▸ **Exercise**
Give back every entry exactly as it is written, but not the pictures.

(Data records)

-------------------------

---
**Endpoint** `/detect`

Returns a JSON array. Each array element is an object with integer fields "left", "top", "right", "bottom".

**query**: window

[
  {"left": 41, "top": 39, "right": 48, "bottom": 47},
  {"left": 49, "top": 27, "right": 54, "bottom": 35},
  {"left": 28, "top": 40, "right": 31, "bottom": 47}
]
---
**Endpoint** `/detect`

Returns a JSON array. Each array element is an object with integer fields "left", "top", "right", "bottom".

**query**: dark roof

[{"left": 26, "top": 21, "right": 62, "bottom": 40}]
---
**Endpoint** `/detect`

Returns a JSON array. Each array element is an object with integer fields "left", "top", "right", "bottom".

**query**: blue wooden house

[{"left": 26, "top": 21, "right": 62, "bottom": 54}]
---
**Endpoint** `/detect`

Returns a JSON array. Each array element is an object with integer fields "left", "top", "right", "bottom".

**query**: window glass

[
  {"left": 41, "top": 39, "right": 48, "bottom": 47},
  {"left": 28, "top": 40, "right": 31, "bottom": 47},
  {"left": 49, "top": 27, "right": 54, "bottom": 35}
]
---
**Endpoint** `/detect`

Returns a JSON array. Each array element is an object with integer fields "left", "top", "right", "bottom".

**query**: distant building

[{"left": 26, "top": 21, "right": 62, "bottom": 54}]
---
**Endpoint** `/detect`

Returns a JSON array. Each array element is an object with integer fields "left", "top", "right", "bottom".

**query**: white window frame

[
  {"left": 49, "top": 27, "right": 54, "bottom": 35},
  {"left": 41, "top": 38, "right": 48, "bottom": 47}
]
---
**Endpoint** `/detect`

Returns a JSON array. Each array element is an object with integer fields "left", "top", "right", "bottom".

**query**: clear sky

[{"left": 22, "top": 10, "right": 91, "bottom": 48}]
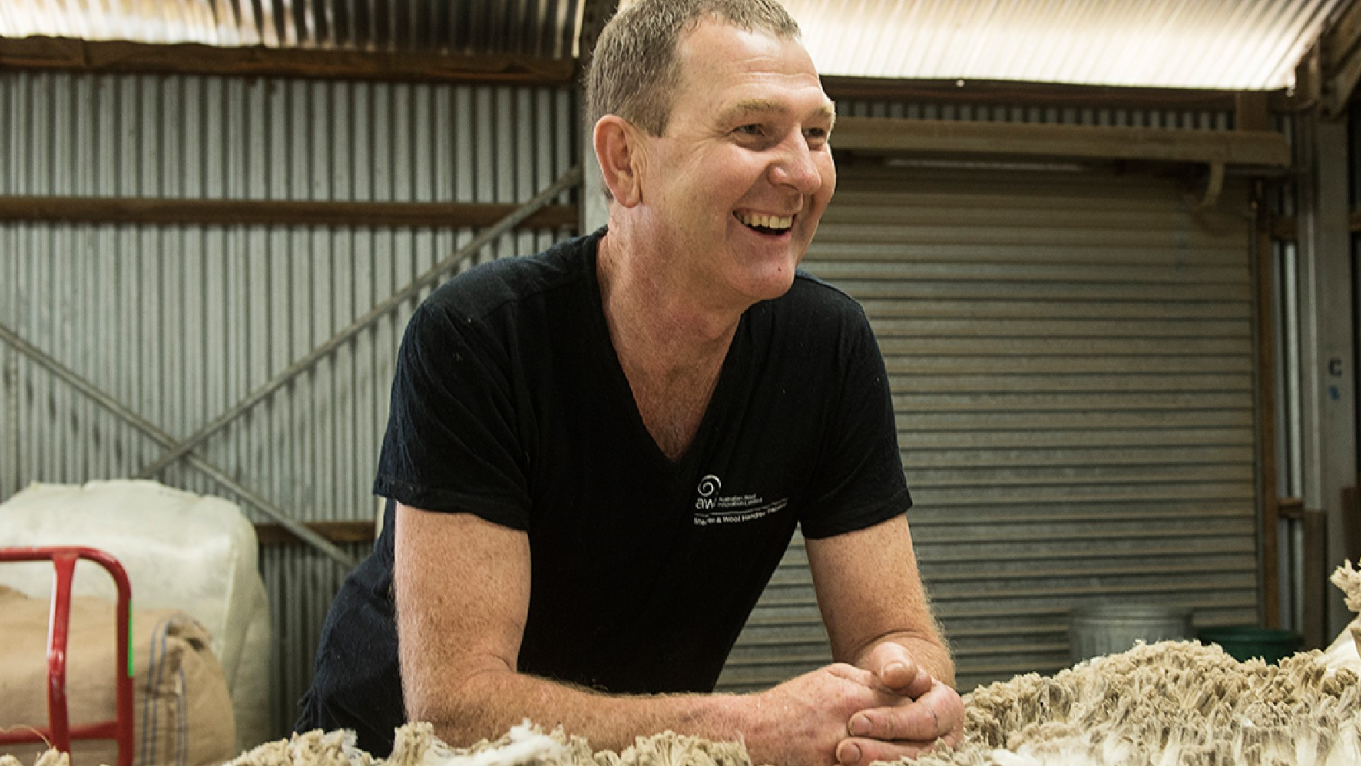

-------------------------

▸ **Task result**
---
**Endpoint** `/detect`

Returns a JSON array. Each array element is an object with integer fields "left", "top", "right", "bottom".

**query**: window

[
  {"left": 41, "top": 39, "right": 48, "bottom": 47},
  {"left": 49, "top": 27, "right": 54, "bottom": 35},
  {"left": 28, "top": 40, "right": 31, "bottom": 47}
]
---
**Endpoint** `/detect`

Returns a JSON array. Each array element is an object with integer fields "left", "top", "right", "bottom".

**query**: dark roof

[{"left": 26, "top": 21, "right": 62, "bottom": 40}]
---
**Endpoint** `/detect`

Returns a JSON array. Each array element is an object with integer fields "left", "top", "right", "bottom".

**query**: blue wooden house

[{"left": 26, "top": 21, "right": 62, "bottom": 54}]
---
**Endpoint** `/detect`

Returns a JSON array. Each array element is an object with integer fields "left", "top", "right", "bottom".

**query**: window glass

[
  {"left": 41, "top": 39, "right": 48, "bottom": 47},
  {"left": 28, "top": 40, "right": 31, "bottom": 47},
  {"left": 49, "top": 27, "right": 54, "bottom": 35}
]
---
**Endpoint** `/detect`

Returns a JSON array. Each array element is an object with integer fields "left", "top", "right", "bottom".

**query**: distant building

[{"left": 26, "top": 21, "right": 62, "bottom": 54}]
---
**Endpoint** `/detect`

Returns a JSON array. Each array element is an object with integer fields "left", "top", "right", "bottom".

**query**: white window frame

[
  {"left": 49, "top": 27, "right": 54, "bottom": 35},
  {"left": 41, "top": 38, "right": 48, "bottom": 47}
]
---
**Endpoint** `/detect`

Returns a JSON array. Each array element is an object with integer fields "left", "top", "right", "bottom".

**query**: clear sky

[{"left": 22, "top": 10, "right": 91, "bottom": 48}]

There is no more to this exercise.